Listed entries →
■ ■ ■ ■

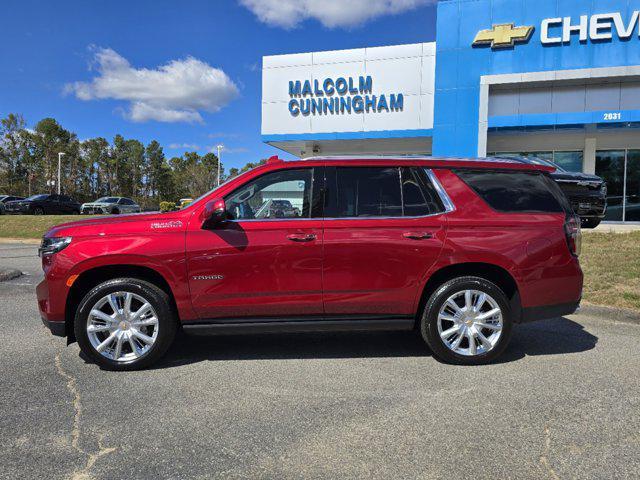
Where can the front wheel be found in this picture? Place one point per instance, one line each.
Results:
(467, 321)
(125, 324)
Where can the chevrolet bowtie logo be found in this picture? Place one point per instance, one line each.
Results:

■ ■ ■ ■

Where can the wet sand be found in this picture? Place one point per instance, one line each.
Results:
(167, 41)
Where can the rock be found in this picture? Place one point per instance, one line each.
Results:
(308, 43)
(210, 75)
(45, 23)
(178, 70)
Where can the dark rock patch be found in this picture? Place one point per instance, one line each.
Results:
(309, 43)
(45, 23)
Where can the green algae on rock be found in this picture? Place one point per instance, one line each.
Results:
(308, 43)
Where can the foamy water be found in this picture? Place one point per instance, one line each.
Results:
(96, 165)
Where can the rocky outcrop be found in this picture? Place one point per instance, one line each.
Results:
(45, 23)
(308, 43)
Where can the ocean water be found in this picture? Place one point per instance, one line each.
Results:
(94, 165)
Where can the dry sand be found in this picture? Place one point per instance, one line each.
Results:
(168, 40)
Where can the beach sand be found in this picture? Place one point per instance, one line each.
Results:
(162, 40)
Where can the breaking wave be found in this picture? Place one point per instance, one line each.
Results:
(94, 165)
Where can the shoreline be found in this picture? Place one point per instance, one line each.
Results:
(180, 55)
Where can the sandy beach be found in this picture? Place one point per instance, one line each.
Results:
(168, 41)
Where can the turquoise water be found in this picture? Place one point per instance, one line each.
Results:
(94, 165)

■ ■ ■ ■

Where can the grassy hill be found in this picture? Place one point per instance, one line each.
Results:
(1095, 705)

■ ■ ■ ■

Exercise prompt → Present the part of the material that opens with the line containing "Where can the grassy" and closes with the line containing "(1095, 705)" as a Markdown table with columns Row and Text. Give each non-blank line its own numbered row.

Reply →
| Row | Text |
|---|---|
| 1 | Where can the grassy hill be found in this picture? Place one point per instance, one line each. |
| 2 | Results: |
| 3 | (1095, 705) |